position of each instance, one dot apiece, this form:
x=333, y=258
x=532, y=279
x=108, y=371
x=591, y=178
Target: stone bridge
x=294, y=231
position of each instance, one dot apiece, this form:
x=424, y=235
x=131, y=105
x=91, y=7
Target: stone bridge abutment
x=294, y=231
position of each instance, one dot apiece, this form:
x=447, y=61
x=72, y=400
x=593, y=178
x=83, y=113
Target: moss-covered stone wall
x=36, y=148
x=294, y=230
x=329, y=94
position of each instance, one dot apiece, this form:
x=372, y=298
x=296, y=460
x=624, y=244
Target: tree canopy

------

▸ Aim of the task
Retype all of the records above without a single alteration.

▸ Solved problem
position of each instance, one dot apiece, this form:
x=333, y=258
x=532, y=279
x=108, y=371
x=591, y=178
Target: stone bridge
x=294, y=231
position of each instance, one dot apiece, this form:
x=424, y=235
x=131, y=105
x=91, y=7
Target: stone bridge abutment
x=294, y=231
position of each instance, one dot apiece, this form:
x=447, y=61
x=72, y=400
x=593, y=178
x=83, y=113
Target: moss-covered stone wall
x=36, y=148
x=294, y=230
x=329, y=94
position of each instance, one dot apiece, this form:
x=372, y=298
x=296, y=460
x=624, y=244
Target: tree canopy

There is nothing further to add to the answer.